# Task item:
Check the entries below and say how many lines include the word "freight". No other text is wanted.

# Input:
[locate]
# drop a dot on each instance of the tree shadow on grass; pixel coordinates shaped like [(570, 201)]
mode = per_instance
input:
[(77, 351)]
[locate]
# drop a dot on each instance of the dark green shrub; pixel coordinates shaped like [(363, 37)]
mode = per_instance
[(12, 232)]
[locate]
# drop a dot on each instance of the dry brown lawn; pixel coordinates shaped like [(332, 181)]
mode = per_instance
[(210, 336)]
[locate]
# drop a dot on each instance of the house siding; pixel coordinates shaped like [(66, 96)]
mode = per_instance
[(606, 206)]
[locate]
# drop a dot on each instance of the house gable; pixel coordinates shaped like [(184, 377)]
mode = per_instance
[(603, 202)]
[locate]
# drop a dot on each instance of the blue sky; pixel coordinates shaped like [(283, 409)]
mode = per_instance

---

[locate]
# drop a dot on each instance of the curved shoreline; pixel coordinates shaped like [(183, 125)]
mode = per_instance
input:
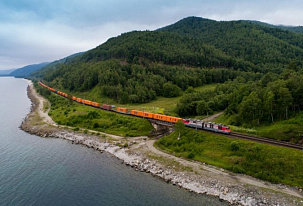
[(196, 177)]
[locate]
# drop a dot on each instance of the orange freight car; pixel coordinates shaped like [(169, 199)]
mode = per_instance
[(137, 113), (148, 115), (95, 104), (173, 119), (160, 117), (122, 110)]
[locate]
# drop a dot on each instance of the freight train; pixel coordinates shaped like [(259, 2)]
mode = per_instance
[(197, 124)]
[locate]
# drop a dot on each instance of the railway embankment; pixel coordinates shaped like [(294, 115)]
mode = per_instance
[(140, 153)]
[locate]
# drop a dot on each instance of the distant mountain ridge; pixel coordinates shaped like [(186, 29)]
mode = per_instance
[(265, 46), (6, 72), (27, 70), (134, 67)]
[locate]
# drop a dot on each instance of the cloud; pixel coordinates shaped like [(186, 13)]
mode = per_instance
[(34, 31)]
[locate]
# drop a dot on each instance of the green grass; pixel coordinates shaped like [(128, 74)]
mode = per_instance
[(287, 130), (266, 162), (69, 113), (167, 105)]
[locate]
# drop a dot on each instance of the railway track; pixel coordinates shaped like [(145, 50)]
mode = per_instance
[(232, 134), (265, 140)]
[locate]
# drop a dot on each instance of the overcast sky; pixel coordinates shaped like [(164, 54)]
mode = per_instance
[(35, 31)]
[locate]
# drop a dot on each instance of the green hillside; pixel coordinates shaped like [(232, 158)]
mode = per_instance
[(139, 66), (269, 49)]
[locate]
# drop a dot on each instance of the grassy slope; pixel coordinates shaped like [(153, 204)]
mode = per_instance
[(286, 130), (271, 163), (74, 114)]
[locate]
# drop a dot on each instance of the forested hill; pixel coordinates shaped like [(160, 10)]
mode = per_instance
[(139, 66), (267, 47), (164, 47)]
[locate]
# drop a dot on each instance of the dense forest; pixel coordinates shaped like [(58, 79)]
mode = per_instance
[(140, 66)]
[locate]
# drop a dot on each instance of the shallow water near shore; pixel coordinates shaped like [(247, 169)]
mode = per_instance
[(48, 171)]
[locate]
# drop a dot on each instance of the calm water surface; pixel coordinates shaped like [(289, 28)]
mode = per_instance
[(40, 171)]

# Output for this task:
2